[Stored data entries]
╭──
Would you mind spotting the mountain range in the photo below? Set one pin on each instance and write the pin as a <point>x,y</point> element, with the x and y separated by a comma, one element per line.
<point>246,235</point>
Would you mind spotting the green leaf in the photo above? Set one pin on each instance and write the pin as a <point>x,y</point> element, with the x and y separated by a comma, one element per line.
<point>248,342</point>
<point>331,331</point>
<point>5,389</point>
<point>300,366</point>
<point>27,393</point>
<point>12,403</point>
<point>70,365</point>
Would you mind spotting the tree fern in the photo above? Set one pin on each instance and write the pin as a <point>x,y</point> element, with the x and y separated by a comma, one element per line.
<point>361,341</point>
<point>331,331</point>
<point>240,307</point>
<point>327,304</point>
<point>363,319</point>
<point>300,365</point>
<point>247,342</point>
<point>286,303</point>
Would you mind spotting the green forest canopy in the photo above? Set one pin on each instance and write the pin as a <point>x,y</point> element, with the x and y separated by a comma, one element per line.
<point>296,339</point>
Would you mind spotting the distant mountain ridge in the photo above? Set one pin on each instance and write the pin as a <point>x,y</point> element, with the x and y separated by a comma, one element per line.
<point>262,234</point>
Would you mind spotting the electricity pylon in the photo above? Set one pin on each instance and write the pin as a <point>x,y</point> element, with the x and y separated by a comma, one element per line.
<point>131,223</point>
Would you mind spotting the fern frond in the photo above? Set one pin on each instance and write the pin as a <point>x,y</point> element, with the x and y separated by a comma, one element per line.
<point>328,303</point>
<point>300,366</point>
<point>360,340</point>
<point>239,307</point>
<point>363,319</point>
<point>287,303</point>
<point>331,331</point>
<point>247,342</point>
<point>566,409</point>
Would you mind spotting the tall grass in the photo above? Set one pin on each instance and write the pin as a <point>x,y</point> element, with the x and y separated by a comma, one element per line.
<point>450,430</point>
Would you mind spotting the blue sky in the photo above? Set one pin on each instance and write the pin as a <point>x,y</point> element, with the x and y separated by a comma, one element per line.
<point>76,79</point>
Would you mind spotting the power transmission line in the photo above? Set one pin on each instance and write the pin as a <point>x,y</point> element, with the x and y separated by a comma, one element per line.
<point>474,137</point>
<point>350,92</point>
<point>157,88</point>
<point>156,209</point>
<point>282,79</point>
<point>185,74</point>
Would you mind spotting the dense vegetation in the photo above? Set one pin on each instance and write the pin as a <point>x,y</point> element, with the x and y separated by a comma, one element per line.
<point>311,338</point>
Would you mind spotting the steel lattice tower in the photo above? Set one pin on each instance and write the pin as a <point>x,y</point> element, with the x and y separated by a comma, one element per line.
╰──
*Problem requirements*: Please write out the records from above, keeping every line exact.

*Reply*:
Would you mind spotting the mountain range in the photo below? Set one pin on each instance and write the pin as a <point>x,y</point> element, with the x and y separated by a comma, one element per line.
<point>246,235</point>
Would you mind spotting the green leaf in the photo above? Set one pin on each instance and write the pin as a <point>x,y</point> element, with the x and y separated by a comma, one element per line.
<point>248,342</point>
<point>331,331</point>
<point>5,389</point>
<point>300,366</point>
<point>27,393</point>
<point>12,403</point>
<point>70,365</point>
Would you mind spotting the tree fern in the photo above? Set one pin on each instance and write the pin as a <point>x,y</point> element, with the x and y separated by a comma, one element per line.
<point>361,341</point>
<point>331,331</point>
<point>240,307</point>
<point>327,304</point>
<point>363,319</point>
<point>300,365</point>
<point>247,342</point>
<point>286,303</point>
Would you mind spotting the green forest canopy in the photo above? Set one pin on each instance and write the pin as a <point>x,y</point> element, with the x and y separated by a comma, one element per line.
<point>296,339</point>
Would you mind spotting the distant mountain ridge in the photo above? Set one pin on each instance and write the pin as a <point>x,y</point> element, with the x and y separated by a comma, one element per line.
<point>262,234</point>
Would you mind spotting the electricity pylon in the photo above? Set one pin on each instance and write the pin as a <point>x,y</point> element, with the x and y separated by a comma, one element per line.
<point>131,223</point>
Would you mind spotting the fern frond in the photo above? Set one pin on each instance and write the pin as a <point>x,y</point> element, with the x and y separated by a comma, one element per line.
<point>328,303</point>
<point>300,366</point>
<point>360,340</point>
<point>239,307</point>
<point>363,319</point>
<point>287,303</point>
<point>331,331</point>
<point>247,342</point>
<point>566,409</point>
Would you mind spotting the tall grass in the photo above? Set one pin on each instance and write the pin as a <point>x,y</point> element, with the x and y separated by a comma, one element per line.
<point>450,430</point>
Would you mind spotting the blue sky in the photo above? Set one pin on each instance and write the pin as a <point>x,y</point> element, with the x and y separated by a comma, one element per line.
<point>76,79</point>
Would you mind spotting the power transmission line in the photo above? Set one pin on each instance and write the pin as a <point>x,y</point> element, with the x and y separated by a comma, one element per line.
<point>474,137</point>
<point>350,92</point>
<point>157,88</point>
<point>156,209</point>
<point>282,79</point>
<point>185,74</point>
Would you mind spotting the dense vegetation in the photo above? Set one pin on each instance and write the pin as a <point>x,y</point> element, with the x and y separated by a comma, one element per line.
<point>311,338</point>
Would you mind spotting the steel lattice tower in the photo above? Set one pin on each instance and write the pin as a <point>x,y</point> element, with the x and y separated by a comma, one element per line.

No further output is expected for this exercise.